→ YOUR INSTRUCTIONS: Report how many lines in the rows below contain the string "rocky". Give only the number.

→ ROWS:
::::::::
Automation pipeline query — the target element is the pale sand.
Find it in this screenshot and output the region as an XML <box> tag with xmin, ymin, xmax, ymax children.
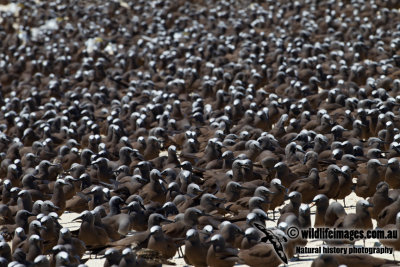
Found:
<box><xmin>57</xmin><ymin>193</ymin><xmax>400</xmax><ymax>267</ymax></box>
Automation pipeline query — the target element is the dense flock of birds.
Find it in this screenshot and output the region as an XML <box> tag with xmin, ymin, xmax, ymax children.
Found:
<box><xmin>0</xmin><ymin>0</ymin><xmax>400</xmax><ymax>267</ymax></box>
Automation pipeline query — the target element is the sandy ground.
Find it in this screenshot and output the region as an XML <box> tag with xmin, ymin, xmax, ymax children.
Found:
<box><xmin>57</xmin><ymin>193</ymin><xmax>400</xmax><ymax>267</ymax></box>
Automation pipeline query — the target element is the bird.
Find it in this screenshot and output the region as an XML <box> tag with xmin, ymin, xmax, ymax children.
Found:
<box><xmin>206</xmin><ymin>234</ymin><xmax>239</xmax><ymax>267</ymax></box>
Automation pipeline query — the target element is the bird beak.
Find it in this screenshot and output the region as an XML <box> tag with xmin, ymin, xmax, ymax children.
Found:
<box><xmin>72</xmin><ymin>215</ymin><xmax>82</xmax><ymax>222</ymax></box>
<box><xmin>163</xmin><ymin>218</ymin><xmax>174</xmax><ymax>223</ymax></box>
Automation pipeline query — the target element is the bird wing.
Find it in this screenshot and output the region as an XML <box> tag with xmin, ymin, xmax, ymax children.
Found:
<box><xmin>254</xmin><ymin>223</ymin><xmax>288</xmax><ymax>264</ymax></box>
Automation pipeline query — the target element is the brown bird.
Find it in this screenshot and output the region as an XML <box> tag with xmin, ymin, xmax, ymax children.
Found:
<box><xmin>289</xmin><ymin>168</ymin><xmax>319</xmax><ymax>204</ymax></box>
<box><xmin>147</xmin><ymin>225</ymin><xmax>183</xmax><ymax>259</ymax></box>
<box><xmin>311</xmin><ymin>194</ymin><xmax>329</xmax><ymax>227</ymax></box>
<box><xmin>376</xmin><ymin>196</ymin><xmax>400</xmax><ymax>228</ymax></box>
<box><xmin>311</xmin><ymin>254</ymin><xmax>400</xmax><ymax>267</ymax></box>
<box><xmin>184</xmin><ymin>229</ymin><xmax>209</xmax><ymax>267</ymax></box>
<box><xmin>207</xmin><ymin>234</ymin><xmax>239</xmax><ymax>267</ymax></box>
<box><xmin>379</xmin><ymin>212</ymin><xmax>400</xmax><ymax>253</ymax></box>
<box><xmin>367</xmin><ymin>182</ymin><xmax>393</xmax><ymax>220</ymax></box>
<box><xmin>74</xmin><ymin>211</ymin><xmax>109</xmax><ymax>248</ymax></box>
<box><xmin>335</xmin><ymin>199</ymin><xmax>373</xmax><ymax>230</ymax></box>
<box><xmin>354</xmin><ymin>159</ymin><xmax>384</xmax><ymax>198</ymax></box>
::::::::
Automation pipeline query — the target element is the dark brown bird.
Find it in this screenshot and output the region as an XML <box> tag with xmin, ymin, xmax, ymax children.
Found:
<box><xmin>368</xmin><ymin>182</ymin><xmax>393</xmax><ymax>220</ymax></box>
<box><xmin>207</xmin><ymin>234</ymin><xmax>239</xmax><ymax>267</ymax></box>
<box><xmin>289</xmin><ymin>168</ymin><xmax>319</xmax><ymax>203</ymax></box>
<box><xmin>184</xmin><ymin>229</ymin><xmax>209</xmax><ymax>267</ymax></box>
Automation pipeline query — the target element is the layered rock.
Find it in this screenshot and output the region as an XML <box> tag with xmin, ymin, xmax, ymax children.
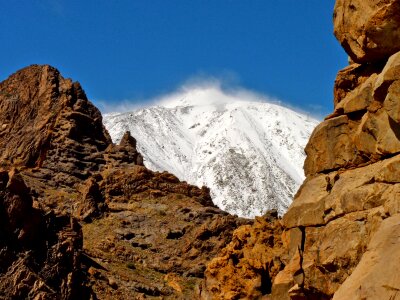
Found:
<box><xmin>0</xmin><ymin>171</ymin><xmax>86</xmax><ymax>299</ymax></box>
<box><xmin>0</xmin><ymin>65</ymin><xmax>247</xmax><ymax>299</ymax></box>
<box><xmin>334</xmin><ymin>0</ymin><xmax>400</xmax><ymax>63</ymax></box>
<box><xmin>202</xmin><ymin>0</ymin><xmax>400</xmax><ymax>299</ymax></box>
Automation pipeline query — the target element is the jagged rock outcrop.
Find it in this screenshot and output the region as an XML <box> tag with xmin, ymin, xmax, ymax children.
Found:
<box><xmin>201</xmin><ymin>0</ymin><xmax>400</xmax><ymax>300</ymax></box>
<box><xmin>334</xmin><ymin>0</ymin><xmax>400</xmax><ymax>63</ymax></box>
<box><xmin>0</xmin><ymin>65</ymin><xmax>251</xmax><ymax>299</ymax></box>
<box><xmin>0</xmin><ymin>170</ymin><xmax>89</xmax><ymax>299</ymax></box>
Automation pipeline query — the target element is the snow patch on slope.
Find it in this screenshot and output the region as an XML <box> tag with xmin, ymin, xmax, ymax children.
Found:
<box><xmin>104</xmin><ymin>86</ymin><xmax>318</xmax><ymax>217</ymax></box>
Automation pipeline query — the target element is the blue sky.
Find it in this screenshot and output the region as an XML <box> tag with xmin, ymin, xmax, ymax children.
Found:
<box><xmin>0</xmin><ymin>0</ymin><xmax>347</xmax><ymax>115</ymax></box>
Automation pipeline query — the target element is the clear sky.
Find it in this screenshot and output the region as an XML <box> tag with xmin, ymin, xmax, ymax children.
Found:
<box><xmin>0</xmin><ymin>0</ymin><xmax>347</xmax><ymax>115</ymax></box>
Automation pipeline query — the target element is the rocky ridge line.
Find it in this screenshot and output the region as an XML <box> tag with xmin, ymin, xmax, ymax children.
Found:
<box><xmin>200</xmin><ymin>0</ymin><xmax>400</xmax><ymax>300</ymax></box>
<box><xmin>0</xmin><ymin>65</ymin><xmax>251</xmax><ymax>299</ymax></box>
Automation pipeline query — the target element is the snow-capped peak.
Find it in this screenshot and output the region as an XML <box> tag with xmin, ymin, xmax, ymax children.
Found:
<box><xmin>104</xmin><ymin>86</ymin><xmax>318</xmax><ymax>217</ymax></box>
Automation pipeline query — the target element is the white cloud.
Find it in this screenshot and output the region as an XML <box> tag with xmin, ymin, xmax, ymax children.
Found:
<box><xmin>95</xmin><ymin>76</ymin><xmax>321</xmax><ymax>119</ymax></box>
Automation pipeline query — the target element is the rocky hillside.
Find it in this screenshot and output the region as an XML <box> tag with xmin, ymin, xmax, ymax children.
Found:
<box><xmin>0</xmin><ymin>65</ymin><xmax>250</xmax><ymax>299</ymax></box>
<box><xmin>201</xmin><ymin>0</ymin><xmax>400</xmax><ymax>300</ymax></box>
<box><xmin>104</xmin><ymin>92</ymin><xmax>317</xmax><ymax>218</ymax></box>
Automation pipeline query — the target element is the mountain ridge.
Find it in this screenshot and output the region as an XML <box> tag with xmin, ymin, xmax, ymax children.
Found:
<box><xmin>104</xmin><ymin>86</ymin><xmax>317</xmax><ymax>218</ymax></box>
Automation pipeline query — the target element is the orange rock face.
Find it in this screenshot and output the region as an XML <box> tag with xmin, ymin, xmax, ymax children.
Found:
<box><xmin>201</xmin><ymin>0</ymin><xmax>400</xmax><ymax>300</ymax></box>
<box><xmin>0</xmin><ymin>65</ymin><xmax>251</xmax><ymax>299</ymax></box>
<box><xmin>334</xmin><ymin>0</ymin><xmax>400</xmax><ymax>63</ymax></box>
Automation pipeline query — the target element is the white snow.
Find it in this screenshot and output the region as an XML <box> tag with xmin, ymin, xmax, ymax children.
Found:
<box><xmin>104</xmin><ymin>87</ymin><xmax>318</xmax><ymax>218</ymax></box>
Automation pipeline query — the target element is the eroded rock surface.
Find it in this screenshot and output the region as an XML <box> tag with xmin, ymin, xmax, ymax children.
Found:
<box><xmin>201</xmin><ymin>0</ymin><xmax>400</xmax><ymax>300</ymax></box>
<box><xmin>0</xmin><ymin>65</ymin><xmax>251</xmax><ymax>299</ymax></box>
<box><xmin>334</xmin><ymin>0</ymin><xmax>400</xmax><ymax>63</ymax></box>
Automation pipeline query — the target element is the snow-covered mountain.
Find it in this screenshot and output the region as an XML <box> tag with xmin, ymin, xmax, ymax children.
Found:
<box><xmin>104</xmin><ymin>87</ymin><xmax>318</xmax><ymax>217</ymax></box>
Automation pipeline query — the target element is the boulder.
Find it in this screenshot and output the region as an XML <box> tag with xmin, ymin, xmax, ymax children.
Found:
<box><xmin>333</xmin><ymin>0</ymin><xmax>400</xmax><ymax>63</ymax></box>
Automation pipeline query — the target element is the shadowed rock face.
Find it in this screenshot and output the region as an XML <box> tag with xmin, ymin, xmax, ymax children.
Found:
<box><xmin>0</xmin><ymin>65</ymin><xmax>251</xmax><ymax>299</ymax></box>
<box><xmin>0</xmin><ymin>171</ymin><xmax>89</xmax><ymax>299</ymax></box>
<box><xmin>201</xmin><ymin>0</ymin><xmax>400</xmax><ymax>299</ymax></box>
::::::::
→ OUTPUT FOR THIS TASK: 2